Requisiti del compito
Per favore, indica l'età a cui Jimmy Connors vinse Indian Wells nel 1981 secondo l'estratto sul tennis.

Estratto
Quando cominciano a cadere i record di longevità di Jimmy Connors, che per dire nel 1991 ha giocato una semifinale all'US Open a 39 anni, mancano i termini di paragone per capire cosa stia succedendo. Battendo Stan Wawrinka in due set, Roger Federer domenica è diventato a 35 anni e sette mesi il più anziano vincitore di Indian Wells, superando il primato detenuto da Connors dal 1981 quando ha vinto il torneo californiano a 31 anni e cinque mesi. Già con l'Australian Open a fine gennaio Federer era diventato il veterano degli Slam degli ultimi 45 anni, da quando Ken Rosewall nel 1972 aveva vinto proprio in Australia, a 37 anni. Ora, con i due principali tornei del primo quarto di stagione vinti e pochissimi punti da difendere dal 2016, qualcuno comincia a chiedersi se Federer addirittura tornerà numero uno del mondo.
Ovviamente è presto per fare ipotesi di questo tipo, e va ricordato che entrambi i titoli di Federer di quest'anno si sono verificati in coincidenza di prestazioni negative sia di Andy Murray che di Novak Djokovic, ovvero numero uno e due mondiali, le cui sconfitte negli appuntamenti importanti hanno contribuito al restringersi dei divari in classifica. Federer dall'inizio dell'anno è salito dal 17 al numero sei, e giocherà anche il Masters 1000 di Miami che inizia questa settimana, torneo a cui Murray e Djokovic hanno dato forfait, entrambi per problemi al gomito destro. Nella cosiddetta race, ovvero il parziale dei soli punti fatti nel 2017, Federer è primo con 3045, quasi il doppio di Nadal secondo, con Murray decimo e Djokovic diciottesimo.

Contenuto del dataset
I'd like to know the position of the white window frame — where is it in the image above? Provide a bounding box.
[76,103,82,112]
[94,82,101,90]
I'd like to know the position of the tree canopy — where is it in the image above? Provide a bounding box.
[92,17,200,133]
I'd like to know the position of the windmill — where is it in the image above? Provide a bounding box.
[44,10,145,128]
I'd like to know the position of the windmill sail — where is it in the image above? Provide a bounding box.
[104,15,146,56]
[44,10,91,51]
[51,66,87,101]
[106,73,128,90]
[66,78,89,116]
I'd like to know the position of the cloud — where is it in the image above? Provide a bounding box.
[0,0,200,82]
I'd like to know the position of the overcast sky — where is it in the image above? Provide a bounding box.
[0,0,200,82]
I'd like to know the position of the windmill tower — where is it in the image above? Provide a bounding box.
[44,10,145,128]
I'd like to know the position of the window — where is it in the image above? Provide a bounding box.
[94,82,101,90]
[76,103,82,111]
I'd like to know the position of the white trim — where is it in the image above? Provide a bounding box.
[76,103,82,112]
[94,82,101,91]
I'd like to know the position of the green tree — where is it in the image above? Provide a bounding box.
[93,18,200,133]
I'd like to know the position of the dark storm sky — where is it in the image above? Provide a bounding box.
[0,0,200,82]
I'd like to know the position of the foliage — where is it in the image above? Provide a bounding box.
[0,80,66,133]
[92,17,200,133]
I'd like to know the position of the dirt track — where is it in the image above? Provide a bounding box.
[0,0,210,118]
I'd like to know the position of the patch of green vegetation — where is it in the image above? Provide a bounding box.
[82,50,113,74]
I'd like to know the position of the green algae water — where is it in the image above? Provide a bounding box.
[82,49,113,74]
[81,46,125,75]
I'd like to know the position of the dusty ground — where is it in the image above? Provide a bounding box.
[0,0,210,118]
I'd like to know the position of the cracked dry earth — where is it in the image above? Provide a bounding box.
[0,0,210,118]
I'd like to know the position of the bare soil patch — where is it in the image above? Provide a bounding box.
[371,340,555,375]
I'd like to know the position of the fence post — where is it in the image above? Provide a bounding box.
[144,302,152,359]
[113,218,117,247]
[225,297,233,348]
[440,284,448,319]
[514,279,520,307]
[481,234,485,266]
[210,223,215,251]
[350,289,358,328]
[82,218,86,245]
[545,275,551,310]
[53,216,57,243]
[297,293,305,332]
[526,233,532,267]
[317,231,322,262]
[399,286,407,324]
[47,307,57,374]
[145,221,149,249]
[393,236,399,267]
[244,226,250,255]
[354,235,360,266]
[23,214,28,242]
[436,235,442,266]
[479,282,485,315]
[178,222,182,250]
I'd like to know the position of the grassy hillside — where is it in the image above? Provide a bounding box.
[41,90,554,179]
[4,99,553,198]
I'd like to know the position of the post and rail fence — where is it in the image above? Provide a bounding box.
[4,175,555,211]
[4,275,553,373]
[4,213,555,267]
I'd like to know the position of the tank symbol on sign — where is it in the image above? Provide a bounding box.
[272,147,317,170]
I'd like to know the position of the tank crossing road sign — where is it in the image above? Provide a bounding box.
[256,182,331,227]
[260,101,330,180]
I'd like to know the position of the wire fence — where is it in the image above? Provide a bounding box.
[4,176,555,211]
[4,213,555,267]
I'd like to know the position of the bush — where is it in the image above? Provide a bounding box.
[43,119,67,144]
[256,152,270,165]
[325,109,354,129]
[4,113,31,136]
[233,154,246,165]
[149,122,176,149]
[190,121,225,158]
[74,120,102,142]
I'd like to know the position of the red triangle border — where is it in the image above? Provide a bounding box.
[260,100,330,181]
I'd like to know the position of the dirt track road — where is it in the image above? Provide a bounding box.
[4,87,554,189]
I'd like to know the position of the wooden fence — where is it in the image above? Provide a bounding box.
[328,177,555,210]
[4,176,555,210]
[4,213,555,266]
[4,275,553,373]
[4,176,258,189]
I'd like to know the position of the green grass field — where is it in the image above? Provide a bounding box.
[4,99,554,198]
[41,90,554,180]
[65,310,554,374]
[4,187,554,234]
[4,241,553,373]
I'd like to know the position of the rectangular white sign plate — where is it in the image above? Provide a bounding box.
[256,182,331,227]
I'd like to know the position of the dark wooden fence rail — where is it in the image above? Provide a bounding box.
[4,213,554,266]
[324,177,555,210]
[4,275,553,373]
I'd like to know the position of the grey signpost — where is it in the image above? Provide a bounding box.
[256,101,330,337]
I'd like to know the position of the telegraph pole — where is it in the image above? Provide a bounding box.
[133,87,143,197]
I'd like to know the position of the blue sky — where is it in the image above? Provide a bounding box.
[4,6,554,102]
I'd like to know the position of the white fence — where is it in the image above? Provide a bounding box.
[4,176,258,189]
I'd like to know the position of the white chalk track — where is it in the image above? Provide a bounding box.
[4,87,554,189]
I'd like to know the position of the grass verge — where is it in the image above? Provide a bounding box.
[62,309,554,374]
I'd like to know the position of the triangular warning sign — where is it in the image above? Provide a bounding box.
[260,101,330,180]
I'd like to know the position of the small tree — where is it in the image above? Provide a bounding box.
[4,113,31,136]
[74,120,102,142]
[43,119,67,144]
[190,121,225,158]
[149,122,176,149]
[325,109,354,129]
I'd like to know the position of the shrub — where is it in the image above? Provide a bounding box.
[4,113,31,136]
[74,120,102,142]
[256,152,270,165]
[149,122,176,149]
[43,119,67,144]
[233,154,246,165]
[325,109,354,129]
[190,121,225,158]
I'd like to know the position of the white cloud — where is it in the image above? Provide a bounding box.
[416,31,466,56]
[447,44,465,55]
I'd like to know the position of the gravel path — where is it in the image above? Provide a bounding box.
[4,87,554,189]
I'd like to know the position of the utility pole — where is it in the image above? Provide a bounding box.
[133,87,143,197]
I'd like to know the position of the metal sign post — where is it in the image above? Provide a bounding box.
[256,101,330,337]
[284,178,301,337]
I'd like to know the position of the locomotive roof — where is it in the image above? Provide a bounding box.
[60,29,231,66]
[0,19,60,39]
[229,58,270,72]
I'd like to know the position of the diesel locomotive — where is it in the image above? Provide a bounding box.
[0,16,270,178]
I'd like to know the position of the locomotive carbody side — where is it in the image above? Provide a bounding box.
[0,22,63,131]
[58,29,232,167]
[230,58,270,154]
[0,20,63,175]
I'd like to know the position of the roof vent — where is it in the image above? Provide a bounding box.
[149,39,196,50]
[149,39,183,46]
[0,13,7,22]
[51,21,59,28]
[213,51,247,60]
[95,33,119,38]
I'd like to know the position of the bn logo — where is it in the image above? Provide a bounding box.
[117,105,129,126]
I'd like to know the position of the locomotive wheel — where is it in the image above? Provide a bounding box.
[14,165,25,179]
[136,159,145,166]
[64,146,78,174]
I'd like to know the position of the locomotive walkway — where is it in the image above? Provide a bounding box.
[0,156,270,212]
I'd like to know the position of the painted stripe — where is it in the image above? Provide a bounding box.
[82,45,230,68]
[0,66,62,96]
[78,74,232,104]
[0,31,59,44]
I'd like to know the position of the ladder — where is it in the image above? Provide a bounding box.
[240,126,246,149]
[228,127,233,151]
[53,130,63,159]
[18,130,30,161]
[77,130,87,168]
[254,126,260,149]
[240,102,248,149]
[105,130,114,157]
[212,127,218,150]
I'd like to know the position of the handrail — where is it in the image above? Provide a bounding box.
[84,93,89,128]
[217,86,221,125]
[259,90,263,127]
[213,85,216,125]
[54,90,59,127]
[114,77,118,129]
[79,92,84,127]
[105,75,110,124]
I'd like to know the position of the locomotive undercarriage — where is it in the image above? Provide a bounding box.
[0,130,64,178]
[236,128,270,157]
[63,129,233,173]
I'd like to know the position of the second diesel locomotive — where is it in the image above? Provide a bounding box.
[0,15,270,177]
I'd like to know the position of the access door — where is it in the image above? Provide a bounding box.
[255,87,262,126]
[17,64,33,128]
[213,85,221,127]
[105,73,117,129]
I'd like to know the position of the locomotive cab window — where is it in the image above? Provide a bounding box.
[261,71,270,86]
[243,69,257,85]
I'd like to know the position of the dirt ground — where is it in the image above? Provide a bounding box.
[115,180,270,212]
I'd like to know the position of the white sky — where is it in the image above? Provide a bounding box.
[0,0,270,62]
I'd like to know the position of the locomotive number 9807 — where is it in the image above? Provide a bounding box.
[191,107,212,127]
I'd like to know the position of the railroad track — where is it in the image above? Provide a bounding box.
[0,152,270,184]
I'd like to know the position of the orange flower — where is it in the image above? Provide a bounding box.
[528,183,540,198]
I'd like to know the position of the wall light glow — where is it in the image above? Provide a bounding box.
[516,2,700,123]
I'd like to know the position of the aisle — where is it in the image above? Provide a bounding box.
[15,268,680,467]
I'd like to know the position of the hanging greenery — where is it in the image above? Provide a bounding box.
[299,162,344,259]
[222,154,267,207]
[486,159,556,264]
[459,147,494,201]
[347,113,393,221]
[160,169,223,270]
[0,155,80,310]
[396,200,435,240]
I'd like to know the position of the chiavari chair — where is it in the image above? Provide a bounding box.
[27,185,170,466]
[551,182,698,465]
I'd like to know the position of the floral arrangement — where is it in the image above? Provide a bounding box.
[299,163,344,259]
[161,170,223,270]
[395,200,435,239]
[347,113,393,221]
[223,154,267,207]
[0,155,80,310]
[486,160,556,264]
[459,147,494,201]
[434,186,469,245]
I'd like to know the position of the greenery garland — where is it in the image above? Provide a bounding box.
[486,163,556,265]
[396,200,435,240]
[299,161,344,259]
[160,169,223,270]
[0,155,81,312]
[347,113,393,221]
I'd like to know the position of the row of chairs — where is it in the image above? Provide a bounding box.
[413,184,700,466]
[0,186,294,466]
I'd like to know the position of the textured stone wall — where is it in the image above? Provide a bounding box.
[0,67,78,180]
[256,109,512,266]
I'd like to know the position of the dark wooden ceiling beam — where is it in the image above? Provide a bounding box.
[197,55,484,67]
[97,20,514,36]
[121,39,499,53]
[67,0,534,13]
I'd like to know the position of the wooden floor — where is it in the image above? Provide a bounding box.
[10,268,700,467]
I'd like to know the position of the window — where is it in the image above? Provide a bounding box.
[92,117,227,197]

Risposta attesa
A 31 anni e cinque mesi.